**Dataset content**

▼

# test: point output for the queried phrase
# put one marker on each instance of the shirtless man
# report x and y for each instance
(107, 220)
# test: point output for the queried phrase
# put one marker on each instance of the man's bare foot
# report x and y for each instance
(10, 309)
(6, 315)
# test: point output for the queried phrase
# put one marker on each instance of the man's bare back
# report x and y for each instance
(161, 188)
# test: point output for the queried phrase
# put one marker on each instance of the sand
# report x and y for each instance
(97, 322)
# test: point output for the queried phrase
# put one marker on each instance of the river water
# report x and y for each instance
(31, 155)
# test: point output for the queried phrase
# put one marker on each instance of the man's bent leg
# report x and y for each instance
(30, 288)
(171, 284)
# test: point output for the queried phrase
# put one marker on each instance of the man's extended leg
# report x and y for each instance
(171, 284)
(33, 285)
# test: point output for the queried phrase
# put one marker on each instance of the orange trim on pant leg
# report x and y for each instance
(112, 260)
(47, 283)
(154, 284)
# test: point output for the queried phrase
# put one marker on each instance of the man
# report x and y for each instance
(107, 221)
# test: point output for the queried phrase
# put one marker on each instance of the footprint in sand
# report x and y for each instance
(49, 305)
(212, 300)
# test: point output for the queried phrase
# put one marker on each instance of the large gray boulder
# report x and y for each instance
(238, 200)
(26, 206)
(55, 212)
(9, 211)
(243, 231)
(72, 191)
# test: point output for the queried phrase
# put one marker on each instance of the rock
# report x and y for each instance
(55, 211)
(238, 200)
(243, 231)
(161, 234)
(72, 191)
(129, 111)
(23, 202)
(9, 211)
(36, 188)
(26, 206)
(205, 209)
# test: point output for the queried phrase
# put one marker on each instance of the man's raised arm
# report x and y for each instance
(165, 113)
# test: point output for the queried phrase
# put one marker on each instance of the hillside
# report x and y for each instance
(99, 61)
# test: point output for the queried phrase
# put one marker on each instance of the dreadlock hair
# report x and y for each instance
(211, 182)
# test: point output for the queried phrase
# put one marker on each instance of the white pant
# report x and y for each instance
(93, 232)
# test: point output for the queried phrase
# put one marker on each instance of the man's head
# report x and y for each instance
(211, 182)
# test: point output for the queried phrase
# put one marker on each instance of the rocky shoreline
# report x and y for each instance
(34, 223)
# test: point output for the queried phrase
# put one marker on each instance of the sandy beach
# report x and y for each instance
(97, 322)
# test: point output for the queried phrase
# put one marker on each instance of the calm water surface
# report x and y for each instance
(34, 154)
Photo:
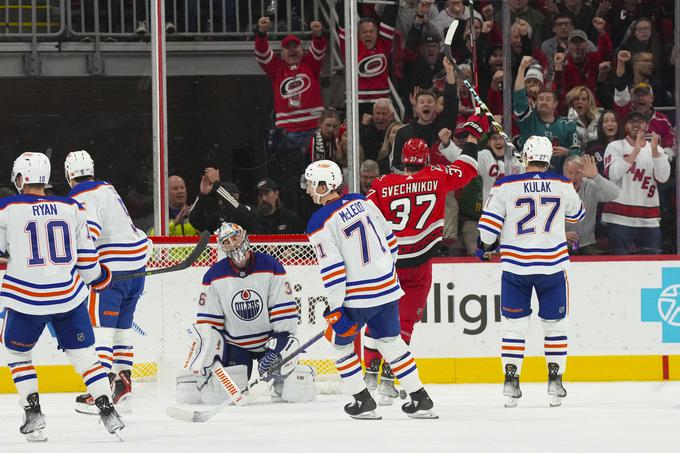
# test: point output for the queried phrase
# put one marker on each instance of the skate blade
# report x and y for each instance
(424, 415)
(367, 416)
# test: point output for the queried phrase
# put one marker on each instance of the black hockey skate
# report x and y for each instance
(85, 402)
(386, 388)
(371, 376)
(420, 405)
(556, 390)
(34, 420)
(363, 407)
(109, 416)
(511, 389)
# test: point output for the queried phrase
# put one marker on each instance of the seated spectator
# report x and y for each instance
(608, 129)
(578, 66)
(274, 217)
(220, 202)
(593, 189)
(374, 126)
(583, 112)
(368, 172)
(323, 145)
(542, 120)
(635, 165)
(427, 123)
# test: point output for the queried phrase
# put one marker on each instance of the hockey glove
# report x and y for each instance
(485, 251)
(339, 322)
(102, 282)
(477, 124)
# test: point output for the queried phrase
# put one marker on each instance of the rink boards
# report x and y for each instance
(624, 324)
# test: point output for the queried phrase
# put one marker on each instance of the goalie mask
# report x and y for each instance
(234, 241)
(77, 165)
(34, 168)
(537, 149)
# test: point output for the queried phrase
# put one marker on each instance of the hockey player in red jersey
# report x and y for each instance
(295, 77)
(413, 203)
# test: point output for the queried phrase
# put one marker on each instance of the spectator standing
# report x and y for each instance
(636, 166)
(593, 189)
(274, 217)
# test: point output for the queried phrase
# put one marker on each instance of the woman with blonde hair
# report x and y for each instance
(584, 112)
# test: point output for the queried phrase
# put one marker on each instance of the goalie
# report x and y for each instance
(245, 312)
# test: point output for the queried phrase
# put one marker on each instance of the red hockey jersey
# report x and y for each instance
(297, 91)
(414, 205)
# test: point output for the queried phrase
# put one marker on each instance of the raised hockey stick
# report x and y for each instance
(187, 262)
(448, 42)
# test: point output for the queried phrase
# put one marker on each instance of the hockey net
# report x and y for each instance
(170, 300)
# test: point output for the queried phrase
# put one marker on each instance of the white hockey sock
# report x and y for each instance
(513, 341)
(555, 344)
(349, 368)
(402, 363)
(95, 375)
(23, 374)
(123, 352)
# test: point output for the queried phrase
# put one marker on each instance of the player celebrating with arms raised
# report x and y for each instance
(524, 219)
(51, 260)
(357, 252)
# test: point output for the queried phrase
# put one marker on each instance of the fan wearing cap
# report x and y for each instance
(274, 217)
(637, 166)
(578, 66)
(294, 76)
(219, 202)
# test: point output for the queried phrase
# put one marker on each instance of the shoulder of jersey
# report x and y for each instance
(31, 199)
(86, 186)
(319, 218)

▲

**Exercise aim**
Write out every line of the data that holds the word "spectator".

**Solution**
# put one marker on each instance of the seated spectator
# put one marker on each instance of the spectator standing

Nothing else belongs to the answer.